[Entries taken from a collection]
::::

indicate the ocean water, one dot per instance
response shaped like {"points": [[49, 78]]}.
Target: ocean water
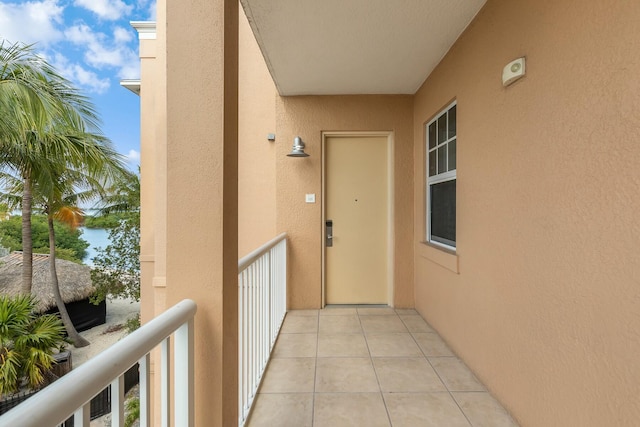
{"points": [[97, 238]]}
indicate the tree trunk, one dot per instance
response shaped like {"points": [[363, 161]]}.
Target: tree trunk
{"points": [[74, 336], [27, 242]]}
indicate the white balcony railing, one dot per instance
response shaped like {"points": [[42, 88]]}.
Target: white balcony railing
{"points": [[262, 305], [71, 394]]}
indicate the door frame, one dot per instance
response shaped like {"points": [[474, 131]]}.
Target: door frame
{"points": [[390, 208]]}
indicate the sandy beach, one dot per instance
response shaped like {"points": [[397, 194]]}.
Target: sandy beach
{"points": [[103, 336]]}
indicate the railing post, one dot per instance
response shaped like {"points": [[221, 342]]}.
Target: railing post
{"points": [[165, 382], [261, 310], [144, 366], [117, 402], [184, 390]]}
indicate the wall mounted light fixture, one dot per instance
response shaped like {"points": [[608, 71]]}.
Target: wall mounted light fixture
{"points": [[298, 148]]}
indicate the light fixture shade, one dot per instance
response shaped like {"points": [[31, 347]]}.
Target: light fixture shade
{"points": [[298, 148]]}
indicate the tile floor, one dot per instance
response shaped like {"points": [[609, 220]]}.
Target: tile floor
{"points": [[369, 367]]}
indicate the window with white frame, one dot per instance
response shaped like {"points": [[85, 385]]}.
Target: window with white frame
{"points": [[440, 147]]}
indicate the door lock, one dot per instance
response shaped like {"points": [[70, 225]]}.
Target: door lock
{"points": [[328, 241]]}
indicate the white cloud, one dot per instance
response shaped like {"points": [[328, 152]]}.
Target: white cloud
{"points": [[133, 157], [122, 35], [152, 11], [80, 75], [149, 6], [31, 22], [100, 53], [106, 9]]}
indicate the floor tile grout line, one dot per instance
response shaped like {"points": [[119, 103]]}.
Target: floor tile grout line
{"points": [[315, 371], [375, 372]]}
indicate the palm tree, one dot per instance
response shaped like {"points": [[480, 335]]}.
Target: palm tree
{"points": [[36, 102], [27, 342]]}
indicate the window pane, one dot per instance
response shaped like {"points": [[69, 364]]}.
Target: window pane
{"points": [[443, 212], [452, 155], [452, 122], [432, 135], [442, 159], [432, 163], [442, 129]]}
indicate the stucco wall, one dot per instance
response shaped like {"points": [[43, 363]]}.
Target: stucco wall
{"points": [[308, 117], [202, 193], [256, 155], [545, 304]]}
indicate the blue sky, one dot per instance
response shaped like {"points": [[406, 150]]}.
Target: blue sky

::::

§ **Written problem**
Please rewrite, as a numbered list without blank lines, the rows that start with the line containing "indicate the window pane, one" and continue through the last row.

§ **Worked answer**
1. indicate the window pane, one dot per instance
2. response shaped like {"points": [[69, 364]]}.
3. Target: window pane
4. {"points": [[443, 212], [452, 155], [452, 122], [432, 135], [442, 159], [432, 163], [442, 129]]}
5. indicate the stucco wall, one dot per instance
6. response shaped like {"points": [[43, 363]]}.
7. Target: stucco wall
8. {"points": [[308, 117], [202, 193], [256, 155], [545, 304]]}
9. indicate the blue sky, one dot per instance
10. response shaped like {"points": [[406, 150]]}.
11. Target: blue sky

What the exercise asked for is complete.